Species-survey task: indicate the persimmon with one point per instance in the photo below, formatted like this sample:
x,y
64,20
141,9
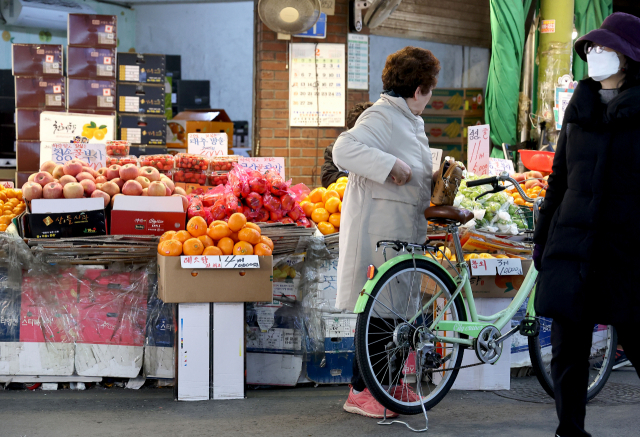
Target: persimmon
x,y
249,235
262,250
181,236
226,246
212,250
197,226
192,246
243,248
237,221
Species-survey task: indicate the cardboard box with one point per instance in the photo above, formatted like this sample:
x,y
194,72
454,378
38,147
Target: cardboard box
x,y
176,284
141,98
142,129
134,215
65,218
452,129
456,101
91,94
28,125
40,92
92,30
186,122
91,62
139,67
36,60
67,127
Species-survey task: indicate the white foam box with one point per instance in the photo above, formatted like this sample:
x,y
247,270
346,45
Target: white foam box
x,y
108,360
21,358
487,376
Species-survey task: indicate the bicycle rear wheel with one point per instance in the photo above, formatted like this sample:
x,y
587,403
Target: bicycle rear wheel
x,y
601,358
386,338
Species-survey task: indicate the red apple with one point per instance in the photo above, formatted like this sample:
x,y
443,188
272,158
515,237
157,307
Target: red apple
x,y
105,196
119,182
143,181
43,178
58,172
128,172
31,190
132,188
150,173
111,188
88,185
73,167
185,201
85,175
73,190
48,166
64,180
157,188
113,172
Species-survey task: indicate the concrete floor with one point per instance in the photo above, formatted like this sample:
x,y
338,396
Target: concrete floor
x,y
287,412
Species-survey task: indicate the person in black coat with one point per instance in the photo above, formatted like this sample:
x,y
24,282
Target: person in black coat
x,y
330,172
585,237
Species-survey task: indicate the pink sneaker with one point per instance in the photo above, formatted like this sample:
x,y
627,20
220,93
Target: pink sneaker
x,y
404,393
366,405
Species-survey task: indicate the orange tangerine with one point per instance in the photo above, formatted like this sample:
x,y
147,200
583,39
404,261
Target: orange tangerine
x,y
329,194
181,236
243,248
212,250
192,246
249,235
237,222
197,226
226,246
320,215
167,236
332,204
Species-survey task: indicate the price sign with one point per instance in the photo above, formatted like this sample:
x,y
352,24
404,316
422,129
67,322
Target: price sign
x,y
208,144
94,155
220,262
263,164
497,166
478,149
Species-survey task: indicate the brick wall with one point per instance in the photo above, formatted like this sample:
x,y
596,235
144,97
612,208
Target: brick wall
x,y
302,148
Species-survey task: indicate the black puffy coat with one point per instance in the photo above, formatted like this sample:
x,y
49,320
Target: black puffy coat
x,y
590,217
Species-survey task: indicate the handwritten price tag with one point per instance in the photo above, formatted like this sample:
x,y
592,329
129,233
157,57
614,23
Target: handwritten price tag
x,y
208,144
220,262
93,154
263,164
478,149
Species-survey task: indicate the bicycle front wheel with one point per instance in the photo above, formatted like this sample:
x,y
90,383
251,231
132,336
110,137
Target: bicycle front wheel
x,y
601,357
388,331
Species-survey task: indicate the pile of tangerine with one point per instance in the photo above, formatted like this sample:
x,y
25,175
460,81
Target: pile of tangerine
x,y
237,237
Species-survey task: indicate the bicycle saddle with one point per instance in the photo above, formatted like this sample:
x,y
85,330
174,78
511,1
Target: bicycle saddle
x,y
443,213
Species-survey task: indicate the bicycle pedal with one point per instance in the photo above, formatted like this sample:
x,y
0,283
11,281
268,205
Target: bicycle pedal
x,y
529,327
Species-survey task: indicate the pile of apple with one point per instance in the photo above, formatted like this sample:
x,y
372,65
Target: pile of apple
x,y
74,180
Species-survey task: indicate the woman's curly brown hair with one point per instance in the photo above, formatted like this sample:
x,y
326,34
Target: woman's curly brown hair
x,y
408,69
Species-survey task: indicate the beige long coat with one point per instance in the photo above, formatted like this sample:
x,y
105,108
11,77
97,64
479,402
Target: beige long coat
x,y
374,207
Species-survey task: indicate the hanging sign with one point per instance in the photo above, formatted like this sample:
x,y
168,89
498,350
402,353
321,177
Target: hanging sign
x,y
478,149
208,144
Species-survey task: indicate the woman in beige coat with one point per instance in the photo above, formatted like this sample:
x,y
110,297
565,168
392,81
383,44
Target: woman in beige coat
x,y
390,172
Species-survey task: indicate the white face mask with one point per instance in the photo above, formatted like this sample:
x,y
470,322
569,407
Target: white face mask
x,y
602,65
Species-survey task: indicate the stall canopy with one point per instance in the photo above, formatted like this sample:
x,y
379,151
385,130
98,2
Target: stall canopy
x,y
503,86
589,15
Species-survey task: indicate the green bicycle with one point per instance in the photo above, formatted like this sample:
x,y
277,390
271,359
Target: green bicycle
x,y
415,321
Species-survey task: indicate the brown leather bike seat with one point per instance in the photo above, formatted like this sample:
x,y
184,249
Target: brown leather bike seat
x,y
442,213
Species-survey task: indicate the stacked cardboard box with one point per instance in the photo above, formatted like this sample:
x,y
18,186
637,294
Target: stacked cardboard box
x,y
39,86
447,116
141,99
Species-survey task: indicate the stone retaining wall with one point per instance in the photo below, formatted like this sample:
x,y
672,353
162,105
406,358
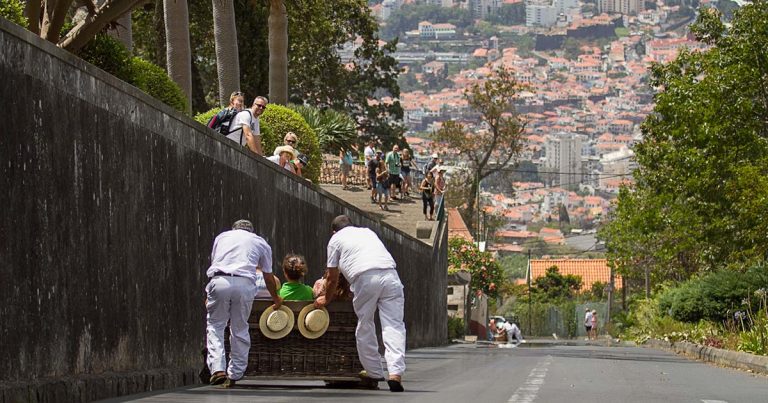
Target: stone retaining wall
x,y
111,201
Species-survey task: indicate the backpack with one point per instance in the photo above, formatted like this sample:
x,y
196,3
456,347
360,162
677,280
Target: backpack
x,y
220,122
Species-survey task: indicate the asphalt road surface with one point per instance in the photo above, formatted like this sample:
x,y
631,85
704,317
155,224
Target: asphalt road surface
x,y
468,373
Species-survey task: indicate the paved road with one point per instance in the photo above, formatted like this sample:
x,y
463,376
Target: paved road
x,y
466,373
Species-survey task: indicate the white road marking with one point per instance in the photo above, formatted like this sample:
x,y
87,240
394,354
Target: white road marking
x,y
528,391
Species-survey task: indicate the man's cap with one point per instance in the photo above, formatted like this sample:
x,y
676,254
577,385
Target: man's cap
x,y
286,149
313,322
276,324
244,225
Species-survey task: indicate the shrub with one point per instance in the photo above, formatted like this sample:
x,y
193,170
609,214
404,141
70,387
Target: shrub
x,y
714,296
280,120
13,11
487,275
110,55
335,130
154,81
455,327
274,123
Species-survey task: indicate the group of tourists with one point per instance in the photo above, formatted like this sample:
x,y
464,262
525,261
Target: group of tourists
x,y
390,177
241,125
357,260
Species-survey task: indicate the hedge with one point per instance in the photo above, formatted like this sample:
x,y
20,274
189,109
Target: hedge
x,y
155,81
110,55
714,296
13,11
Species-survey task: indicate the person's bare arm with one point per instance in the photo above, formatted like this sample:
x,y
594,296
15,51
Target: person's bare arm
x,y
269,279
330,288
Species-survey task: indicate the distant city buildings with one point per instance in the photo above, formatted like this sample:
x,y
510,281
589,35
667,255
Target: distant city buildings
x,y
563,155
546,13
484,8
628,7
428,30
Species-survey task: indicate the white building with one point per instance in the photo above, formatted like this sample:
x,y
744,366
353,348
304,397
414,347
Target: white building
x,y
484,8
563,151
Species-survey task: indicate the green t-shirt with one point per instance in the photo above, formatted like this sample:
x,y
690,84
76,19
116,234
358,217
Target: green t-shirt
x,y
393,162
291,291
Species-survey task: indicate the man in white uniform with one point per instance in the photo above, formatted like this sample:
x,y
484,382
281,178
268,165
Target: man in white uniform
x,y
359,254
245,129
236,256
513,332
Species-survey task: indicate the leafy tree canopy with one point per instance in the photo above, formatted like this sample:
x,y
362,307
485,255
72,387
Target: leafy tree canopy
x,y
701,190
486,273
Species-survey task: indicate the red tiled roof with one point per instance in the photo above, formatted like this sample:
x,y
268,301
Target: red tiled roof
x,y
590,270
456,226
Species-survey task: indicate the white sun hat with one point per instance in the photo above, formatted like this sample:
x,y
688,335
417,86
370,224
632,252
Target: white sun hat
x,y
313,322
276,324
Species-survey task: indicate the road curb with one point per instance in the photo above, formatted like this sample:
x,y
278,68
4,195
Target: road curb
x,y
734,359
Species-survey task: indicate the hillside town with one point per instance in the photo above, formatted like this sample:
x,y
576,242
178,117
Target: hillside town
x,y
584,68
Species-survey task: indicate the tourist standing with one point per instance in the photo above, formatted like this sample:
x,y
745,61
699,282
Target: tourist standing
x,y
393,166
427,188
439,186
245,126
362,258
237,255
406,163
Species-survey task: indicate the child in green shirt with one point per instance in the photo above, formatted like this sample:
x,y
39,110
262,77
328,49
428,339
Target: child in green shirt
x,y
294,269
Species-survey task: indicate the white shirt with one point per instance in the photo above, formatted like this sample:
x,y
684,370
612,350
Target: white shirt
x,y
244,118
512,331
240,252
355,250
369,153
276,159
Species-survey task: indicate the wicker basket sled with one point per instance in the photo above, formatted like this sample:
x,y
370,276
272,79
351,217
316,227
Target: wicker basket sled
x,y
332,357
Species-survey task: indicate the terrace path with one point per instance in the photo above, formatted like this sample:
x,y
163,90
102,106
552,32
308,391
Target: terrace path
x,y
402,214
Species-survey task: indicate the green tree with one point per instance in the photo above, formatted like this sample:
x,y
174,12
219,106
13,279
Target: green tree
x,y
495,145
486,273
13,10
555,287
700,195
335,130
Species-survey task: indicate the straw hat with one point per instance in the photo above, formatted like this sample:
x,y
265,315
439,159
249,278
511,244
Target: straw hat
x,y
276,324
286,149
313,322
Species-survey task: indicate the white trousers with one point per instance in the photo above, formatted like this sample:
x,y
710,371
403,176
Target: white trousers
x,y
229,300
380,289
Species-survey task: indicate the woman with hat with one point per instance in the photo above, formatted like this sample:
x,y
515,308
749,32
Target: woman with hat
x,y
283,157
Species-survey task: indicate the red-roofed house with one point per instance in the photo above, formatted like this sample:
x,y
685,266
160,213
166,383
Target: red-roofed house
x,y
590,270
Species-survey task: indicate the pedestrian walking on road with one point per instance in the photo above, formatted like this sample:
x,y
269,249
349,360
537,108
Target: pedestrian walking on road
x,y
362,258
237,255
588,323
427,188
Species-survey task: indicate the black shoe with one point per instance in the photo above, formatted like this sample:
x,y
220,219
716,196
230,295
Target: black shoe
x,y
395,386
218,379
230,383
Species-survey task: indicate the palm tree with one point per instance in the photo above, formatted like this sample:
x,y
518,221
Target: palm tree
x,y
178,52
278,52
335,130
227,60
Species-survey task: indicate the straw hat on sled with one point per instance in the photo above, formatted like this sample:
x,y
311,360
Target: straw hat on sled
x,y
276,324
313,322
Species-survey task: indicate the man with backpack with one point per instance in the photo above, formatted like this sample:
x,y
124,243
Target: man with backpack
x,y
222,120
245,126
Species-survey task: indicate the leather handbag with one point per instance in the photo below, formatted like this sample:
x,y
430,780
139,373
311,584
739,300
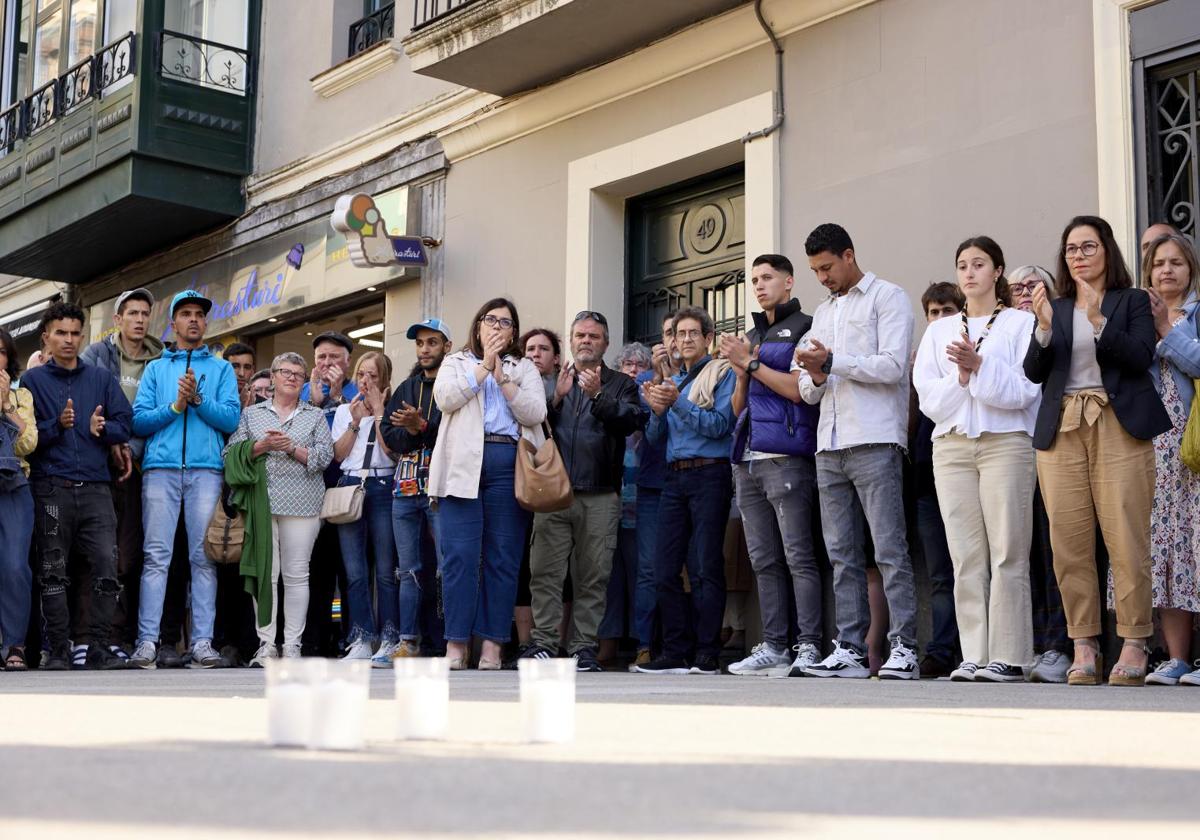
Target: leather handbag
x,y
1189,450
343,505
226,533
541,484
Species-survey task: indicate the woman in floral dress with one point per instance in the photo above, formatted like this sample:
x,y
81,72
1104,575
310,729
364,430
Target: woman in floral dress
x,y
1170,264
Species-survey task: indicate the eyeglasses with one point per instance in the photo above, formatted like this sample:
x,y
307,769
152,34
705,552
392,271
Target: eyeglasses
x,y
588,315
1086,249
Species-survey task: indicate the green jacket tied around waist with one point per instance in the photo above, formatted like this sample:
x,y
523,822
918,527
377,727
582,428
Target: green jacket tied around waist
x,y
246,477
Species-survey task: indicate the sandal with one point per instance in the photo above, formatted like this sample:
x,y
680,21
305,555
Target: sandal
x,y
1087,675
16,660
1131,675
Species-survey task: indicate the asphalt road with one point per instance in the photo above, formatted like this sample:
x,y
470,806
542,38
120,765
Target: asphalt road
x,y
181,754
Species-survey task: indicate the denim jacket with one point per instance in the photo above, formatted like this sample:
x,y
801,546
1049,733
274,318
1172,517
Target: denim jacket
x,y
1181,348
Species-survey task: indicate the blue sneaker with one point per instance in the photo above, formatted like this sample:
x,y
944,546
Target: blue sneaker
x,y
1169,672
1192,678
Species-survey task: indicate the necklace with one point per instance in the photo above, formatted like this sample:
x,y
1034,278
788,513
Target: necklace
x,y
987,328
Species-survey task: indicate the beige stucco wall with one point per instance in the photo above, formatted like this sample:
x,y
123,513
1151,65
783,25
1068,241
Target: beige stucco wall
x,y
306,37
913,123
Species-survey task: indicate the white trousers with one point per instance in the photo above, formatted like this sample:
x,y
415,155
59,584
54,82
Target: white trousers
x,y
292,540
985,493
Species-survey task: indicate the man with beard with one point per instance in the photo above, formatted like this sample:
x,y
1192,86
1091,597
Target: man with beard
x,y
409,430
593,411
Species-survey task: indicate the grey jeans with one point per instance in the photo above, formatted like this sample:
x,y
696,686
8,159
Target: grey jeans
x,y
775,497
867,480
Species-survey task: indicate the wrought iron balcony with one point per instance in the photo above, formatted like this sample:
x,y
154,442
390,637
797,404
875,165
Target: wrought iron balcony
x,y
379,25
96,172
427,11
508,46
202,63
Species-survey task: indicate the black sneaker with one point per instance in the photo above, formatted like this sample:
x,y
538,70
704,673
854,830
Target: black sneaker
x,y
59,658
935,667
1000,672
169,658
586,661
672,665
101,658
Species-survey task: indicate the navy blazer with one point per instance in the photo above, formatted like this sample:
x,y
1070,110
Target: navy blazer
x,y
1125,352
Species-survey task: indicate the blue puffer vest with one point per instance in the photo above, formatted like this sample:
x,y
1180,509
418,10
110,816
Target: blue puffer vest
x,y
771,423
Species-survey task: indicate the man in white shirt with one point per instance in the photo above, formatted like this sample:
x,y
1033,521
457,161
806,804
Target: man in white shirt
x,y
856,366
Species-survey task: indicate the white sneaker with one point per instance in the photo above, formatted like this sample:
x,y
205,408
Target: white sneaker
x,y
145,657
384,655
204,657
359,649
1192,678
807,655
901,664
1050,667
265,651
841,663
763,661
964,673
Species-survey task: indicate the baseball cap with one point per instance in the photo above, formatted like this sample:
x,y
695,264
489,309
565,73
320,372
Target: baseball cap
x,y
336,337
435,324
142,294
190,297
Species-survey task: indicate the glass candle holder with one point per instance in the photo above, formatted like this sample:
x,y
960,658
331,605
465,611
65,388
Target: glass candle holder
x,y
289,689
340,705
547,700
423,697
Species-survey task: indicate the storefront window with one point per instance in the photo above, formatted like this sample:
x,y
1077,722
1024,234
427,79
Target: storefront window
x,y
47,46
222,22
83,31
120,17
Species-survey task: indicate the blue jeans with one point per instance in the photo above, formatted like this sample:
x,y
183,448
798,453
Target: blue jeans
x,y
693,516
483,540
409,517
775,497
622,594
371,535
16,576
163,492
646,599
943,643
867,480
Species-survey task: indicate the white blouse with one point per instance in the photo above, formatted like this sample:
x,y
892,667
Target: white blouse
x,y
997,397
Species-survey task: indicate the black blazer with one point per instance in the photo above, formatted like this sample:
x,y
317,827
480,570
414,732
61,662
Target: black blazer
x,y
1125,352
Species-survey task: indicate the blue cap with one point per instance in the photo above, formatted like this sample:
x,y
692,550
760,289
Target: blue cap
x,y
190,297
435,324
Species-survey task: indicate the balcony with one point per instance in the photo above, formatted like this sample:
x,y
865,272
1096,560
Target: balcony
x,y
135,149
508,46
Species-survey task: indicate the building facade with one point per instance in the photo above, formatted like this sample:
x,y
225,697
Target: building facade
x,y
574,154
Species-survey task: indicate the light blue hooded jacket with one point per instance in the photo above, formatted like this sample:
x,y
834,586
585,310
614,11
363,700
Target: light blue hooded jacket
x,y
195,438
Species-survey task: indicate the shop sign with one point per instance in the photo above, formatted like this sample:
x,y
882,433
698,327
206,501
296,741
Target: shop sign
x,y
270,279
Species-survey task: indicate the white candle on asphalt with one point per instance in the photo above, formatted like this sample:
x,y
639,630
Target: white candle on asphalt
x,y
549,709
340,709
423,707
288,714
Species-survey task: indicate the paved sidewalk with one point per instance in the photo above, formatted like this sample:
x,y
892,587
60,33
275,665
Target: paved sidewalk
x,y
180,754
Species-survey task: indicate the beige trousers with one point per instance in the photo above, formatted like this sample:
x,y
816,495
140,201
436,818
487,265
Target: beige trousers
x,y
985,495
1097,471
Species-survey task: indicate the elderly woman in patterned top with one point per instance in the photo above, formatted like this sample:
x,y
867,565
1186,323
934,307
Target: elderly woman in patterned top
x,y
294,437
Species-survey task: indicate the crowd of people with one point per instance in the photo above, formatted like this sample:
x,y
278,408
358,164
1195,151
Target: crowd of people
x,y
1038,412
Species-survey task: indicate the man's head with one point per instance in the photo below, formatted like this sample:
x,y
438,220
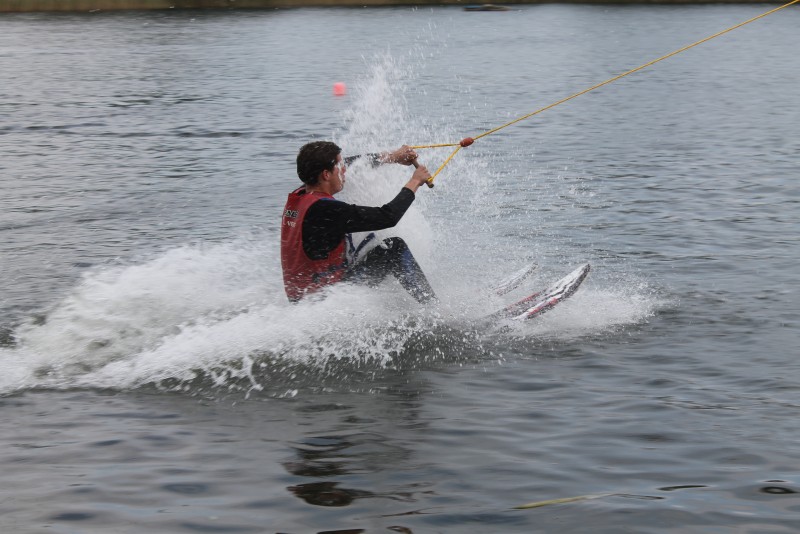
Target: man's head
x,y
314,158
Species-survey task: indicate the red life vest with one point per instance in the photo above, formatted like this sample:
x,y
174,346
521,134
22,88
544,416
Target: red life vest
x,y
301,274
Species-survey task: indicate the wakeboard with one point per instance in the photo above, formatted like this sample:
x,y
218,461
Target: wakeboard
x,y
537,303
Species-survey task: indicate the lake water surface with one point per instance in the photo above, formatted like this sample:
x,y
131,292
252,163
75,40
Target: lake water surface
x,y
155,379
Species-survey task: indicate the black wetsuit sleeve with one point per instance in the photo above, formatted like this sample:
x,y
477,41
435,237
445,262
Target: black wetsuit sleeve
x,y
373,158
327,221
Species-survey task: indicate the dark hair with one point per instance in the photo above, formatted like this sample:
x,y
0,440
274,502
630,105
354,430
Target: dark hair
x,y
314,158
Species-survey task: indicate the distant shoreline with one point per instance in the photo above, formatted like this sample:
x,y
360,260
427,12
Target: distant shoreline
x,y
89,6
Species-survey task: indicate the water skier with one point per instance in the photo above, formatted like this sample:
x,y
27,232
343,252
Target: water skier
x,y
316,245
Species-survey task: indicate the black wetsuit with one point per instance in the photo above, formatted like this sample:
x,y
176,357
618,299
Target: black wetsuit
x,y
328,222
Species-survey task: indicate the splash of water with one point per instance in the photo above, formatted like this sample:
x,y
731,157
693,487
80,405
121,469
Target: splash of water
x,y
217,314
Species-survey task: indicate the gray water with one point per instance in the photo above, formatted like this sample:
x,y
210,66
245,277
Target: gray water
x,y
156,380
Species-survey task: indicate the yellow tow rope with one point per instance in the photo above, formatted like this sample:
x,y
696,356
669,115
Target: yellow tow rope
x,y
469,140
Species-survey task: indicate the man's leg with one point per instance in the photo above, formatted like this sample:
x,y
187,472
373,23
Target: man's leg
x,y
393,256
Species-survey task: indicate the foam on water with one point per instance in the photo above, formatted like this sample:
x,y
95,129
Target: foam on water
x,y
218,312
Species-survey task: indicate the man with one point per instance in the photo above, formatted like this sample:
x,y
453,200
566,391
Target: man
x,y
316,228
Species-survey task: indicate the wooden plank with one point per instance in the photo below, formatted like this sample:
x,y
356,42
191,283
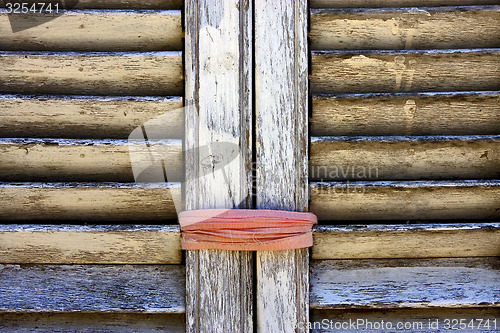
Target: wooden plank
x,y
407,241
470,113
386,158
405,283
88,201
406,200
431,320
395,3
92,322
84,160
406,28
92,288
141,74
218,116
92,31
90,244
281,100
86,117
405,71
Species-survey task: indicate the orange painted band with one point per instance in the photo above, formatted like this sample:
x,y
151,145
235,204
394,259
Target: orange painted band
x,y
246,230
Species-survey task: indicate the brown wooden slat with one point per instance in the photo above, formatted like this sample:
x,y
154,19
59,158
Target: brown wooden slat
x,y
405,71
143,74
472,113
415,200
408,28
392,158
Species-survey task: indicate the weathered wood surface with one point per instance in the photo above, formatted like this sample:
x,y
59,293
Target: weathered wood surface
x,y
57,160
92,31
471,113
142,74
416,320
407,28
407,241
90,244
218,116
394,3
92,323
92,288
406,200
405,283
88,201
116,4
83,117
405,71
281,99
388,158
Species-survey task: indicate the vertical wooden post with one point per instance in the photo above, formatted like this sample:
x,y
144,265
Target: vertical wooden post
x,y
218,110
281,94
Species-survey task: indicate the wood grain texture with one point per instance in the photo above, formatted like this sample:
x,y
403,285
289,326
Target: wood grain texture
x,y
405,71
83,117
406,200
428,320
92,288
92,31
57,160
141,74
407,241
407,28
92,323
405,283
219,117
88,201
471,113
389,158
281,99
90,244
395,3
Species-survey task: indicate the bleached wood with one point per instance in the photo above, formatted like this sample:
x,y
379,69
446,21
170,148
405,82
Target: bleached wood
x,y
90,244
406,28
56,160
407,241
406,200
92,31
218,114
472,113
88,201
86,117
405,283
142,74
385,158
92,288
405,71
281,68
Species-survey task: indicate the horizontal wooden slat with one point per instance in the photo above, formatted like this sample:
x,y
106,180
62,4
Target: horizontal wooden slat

THE PROBLEM
Write out the lines above from the one containing "Species-survey task: indicate the bleached" through the last, exactly as they are.

WRITTEN SOLUTION
Species-survey task: indicate the bleached wood with one point per instance in the photo above, formatted like this sample:
x,y
379,69
446,21
170,148
405,82
Target: bleached wood
x,y
90,244
406,28
56,160
407,241
406,200
92,31
218,114
472,113
88,201
86,117
405,283
142,74
385,158
92,288
405,71
281,68
Species-survey task: indicate the horizontal wooden slat with one point per instance in the photo above, formatted like this sample:
x,y
106,180
62,4
Target: horizontal wooden slat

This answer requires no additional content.